Your objective
Copy every entry word for word, but skip the pictures.

##### Data to use

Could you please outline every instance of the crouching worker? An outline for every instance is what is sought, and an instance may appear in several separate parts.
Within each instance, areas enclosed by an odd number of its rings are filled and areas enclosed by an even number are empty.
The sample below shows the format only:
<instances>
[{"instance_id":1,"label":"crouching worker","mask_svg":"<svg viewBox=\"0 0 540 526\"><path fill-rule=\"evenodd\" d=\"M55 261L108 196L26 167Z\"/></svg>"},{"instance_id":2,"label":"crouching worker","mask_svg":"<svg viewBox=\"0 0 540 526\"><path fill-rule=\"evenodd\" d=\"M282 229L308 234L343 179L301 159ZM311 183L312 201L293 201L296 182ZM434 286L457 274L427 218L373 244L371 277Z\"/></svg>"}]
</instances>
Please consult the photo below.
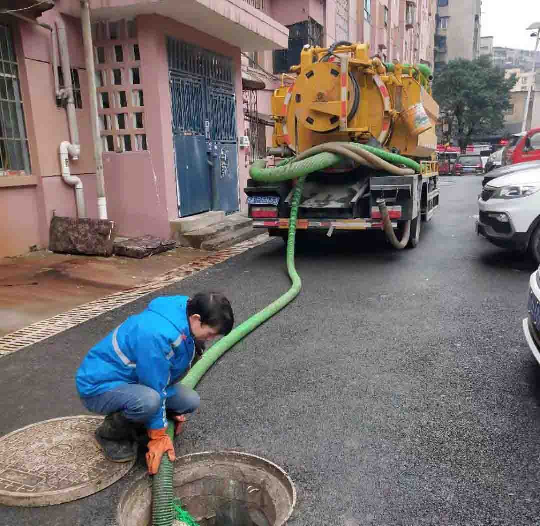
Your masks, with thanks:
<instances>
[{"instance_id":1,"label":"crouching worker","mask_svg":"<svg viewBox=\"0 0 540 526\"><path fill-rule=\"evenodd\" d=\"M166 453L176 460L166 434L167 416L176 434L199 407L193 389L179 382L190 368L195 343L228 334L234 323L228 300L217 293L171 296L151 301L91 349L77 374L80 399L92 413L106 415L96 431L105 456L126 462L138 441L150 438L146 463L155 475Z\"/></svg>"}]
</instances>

##########

Reply to the task
Could you please outline every instance of the crouching worker? An outline for every instance is what is sought, and an instance may appear in several separate parts.
Within each instance, areas enclosed by an odd number of its rings are filled and areas enclosed by an even number are empty.
The sample below shows the format only:
<instances>
[{"instance_id":1,"label":"crouching worker","mask_svg":"<svg viewBox=\"0 0 540 526\"><path fill-rule=\"evenodd\" d=\"M55 261L108 196L26 167Z\"/></svg>"},{"instance_id":2,"label":"crouching worker","mask_svg":"<svg viewBox=\"0 0 540 526\"><path fill-rule=\"evenodd\" d=\"M282 229L308 234L343 179L301 159ZM311 183L312 201L293 201L296 182ZM434 286L457 274L427 218L373 244L371 277Z\"/></svg>"}]
</instances>
Please consult the photo below.
Your masks, with thanks:
<instances>
[{"instance_id":1,"label":"crouching worker","mask_svg":"<svg viewBox=\"0 0 540 526\"><path fill-rule=\"evenodd\" d=\"M166 453L176 460L166 434L167 416L176 434L199 407L193 389L179 382L190 368L195 343L228 334L234 323L228 300L217 293L171 296L151 301L91 349L77 374L80 399L92 413L106 415L96 431L105 456L126 462L138 441L150 438L146 463L155 475Z\"/></svg>"}]
</instances>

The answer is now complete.